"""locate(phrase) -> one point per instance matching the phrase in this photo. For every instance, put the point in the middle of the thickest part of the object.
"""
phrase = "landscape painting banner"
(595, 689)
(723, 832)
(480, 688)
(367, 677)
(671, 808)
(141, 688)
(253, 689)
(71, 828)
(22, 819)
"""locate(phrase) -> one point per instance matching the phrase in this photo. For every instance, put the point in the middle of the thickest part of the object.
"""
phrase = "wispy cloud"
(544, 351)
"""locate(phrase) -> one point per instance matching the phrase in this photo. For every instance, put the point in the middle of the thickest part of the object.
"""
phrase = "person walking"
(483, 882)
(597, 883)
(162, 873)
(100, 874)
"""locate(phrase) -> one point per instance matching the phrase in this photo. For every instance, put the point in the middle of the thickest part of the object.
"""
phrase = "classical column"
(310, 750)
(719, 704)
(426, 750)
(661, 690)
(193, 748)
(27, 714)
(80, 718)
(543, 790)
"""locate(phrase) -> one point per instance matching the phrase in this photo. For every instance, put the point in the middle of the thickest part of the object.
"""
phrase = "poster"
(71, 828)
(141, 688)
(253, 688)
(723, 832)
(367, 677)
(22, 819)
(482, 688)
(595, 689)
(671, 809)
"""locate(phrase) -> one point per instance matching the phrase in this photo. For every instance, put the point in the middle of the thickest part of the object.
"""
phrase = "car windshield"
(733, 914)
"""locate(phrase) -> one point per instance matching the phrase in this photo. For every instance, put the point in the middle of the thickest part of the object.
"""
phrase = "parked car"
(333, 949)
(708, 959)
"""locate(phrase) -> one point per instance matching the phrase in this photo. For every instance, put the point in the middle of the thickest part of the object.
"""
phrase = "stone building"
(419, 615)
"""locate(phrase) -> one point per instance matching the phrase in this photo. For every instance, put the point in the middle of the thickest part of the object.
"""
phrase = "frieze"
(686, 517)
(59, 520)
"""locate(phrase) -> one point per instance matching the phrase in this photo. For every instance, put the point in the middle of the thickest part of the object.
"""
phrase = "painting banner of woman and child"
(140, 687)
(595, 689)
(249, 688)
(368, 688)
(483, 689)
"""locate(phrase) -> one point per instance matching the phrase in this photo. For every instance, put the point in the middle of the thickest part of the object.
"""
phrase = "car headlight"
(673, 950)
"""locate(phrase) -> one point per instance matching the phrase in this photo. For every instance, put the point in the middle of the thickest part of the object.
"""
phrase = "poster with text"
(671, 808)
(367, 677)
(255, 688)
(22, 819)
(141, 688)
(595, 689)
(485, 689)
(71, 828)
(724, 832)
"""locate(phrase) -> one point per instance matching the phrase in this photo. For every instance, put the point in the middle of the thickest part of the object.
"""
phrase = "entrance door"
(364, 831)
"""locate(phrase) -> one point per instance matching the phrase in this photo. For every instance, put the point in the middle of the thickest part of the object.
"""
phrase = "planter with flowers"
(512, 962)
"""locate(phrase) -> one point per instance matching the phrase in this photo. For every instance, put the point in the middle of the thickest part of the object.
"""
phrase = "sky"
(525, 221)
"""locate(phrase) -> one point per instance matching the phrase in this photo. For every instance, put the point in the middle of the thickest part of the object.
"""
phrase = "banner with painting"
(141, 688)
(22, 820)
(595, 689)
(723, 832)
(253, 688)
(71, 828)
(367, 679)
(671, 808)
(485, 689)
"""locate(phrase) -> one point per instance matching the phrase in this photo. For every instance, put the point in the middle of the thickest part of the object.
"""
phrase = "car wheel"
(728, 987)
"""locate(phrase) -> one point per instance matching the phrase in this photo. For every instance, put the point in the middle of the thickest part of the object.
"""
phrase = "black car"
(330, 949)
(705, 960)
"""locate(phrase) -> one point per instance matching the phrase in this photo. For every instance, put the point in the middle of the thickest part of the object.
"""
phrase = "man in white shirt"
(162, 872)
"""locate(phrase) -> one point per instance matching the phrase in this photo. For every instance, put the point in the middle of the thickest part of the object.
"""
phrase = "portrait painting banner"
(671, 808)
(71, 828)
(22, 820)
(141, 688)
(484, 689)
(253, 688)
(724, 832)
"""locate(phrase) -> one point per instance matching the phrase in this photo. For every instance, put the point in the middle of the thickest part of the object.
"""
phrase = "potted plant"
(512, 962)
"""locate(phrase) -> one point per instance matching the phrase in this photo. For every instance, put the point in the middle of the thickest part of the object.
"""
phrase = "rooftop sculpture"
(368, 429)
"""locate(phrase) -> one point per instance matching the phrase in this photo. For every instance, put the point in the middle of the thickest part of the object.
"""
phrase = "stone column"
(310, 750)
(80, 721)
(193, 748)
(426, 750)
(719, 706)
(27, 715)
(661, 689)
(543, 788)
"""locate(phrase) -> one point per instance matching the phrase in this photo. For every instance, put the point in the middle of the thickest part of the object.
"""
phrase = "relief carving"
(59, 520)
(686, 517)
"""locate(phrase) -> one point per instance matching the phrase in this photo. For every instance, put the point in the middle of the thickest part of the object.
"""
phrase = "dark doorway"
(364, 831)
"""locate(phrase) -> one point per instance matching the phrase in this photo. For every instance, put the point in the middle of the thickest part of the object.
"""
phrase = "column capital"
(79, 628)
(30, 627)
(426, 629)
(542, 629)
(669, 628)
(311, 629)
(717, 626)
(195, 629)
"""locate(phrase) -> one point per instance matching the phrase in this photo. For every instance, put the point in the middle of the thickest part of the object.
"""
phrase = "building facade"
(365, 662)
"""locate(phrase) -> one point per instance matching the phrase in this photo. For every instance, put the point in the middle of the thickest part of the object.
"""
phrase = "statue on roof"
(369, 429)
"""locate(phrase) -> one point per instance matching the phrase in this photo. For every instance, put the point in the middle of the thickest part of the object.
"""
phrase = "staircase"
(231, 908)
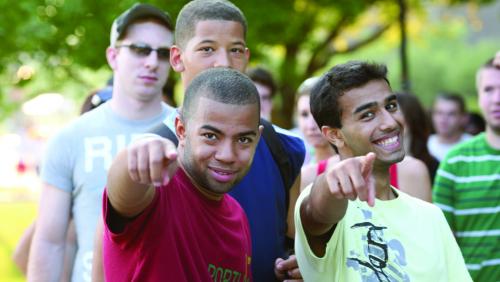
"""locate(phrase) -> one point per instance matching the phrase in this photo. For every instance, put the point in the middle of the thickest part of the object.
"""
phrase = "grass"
(15, 217)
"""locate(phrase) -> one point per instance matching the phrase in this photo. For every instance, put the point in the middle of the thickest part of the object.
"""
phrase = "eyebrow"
(216, 130)
(210, 41)
(373, 104)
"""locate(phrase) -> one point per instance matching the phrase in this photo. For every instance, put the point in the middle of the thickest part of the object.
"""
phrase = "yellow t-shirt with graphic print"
(404, 239)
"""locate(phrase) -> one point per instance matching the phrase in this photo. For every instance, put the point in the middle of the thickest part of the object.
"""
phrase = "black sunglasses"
(143, 50)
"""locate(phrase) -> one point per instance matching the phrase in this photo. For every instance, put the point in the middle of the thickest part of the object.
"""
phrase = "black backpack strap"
(285, 166)
(165, 132)
(279, 155)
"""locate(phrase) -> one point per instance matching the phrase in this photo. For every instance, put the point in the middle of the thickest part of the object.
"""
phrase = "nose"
(225, 152)
(389, 121)
(311, 123)
(222, 59)
(151, 61)
(496, 96)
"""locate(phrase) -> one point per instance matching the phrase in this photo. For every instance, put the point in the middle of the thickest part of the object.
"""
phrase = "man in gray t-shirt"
(75, 166)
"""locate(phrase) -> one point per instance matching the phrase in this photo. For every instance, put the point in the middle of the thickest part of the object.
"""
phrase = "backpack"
(273, 142)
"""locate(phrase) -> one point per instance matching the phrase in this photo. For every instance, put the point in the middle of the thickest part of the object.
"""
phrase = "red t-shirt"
(181, 236)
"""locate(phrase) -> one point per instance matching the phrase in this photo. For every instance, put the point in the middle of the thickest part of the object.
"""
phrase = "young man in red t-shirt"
(187, 228)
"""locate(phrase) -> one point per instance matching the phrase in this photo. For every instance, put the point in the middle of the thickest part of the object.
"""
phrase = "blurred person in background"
(468, 181)
(21, 253)
(266, 85)
(322, 152)
(75, 166)
(475, 124)
(417, 131)
(449, 117)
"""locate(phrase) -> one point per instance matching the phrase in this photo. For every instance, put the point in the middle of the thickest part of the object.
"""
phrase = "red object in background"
(21, 167)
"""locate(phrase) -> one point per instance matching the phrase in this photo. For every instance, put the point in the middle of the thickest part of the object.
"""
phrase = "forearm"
(320, 211)
(127, 197)
(97, 261)
(21, 253)
(292, 200)
(45, 260)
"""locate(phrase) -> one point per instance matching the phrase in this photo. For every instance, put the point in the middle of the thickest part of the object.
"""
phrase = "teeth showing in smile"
(388, 141)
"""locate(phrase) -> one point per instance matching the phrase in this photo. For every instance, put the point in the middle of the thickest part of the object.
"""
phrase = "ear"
(261, 129)
(334, 135)
(111, 57)
(176, 59)
(180, 130)
(247, 54)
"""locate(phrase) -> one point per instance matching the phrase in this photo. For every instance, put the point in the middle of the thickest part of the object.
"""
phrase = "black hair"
(201, 10)
(324, 101)
(223, 85)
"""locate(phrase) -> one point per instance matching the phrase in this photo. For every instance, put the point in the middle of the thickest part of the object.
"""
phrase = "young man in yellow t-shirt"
(351, 224)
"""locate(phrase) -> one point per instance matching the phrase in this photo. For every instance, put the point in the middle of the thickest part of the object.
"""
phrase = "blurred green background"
(57, 47)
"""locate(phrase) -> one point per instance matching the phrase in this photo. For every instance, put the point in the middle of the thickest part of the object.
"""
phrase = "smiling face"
(217, 144)
(216, 43)
(489, 97)
(371, 122)
(136, 75)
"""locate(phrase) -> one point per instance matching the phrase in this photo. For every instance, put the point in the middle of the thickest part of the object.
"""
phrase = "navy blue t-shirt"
(261, 193)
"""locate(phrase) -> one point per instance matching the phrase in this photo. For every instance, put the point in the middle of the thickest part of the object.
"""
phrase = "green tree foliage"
(66, 39)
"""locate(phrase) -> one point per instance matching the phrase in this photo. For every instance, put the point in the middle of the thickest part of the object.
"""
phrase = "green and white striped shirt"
(467, 189)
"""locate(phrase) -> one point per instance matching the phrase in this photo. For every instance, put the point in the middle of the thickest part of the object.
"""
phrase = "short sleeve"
(58, 162)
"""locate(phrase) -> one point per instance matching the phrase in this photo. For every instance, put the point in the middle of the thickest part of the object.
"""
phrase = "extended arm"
(47, 248)
(327, 203)
(135, 170)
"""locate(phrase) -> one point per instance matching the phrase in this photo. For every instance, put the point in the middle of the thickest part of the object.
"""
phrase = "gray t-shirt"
(77, 161)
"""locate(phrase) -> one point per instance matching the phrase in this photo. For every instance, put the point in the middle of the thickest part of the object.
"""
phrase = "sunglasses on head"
(143, 50)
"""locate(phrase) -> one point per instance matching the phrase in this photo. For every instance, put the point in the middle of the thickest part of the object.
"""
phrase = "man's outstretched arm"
(47, 248)
(134, 173)
(327, 203)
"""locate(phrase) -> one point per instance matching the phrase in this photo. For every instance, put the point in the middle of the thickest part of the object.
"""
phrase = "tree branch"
(321, 57)
(335, 30)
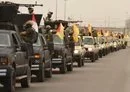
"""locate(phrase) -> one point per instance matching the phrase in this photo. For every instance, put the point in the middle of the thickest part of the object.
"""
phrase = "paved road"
(109, 74)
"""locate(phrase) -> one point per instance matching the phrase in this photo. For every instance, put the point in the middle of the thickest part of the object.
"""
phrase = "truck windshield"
(57, 40)
(5, 39)
(37, 42)
(88, 41)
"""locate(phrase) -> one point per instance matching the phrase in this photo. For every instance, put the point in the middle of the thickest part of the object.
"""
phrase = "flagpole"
(65, 1)
(56, 8)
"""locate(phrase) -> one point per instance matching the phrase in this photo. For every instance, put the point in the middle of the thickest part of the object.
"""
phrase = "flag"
(60, 31)
(35, 26)
(75, 33)
(90, 29)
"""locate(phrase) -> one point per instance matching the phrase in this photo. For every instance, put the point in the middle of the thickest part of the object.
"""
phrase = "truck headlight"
(4, 61)
(76, 51)
(90, 49)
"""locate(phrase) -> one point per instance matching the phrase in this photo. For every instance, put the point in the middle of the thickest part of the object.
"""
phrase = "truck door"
(46, 51)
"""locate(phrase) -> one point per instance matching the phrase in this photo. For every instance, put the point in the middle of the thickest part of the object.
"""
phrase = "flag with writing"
(60, 31)
(75, 33)
(35, 26)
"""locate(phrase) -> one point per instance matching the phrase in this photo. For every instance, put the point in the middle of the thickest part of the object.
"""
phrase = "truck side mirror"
(95, 43)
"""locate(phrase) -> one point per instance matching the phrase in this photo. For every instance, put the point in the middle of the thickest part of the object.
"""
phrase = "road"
(109, 74)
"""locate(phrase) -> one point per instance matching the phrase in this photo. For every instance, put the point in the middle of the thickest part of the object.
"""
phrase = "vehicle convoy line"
(109, 74)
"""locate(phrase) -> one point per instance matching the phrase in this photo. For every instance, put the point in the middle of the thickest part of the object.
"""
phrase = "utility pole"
(65, 2)
(56, 8)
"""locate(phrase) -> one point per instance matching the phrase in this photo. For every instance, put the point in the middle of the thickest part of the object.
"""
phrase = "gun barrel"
(29, 5)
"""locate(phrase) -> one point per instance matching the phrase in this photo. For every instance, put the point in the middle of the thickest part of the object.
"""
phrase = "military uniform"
(29, 36)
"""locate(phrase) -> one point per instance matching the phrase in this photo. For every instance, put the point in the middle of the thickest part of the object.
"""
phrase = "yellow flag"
(75, 33)
(90, 29)
(60, 31)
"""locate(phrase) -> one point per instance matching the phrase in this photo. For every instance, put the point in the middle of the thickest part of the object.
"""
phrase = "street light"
(65, 9)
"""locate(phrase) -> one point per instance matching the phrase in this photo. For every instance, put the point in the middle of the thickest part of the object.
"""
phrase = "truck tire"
(25, 83)
(63, 68)
(41, 74)
(10, 85)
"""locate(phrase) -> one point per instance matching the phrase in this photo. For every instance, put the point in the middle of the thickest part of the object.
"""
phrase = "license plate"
(2, 74)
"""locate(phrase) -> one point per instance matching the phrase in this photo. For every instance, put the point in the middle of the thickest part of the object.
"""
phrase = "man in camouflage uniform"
(29, 35)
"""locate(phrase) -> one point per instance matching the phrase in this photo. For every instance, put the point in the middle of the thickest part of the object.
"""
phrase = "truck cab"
(91, 47)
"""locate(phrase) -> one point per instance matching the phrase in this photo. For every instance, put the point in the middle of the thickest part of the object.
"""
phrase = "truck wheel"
(41, 74)
(10, 85)
(25, 83)
(70, 67)
(48, 73)
(63, 68)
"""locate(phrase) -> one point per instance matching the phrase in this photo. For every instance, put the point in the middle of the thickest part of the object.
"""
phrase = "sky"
(109, 13)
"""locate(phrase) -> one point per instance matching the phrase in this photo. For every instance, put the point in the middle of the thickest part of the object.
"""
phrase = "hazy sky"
_ _ _
=== Exercise task ===
Locate every line in the items that contains the string "painting" and copy each of those lines. Matching is case-sensitive.

=== Solution to the problem ===
phrase = "landscape painting banner"
phrase = "painting banner of woman and child"
phrase = "banner with painting"
phrase = "portrait painting banner"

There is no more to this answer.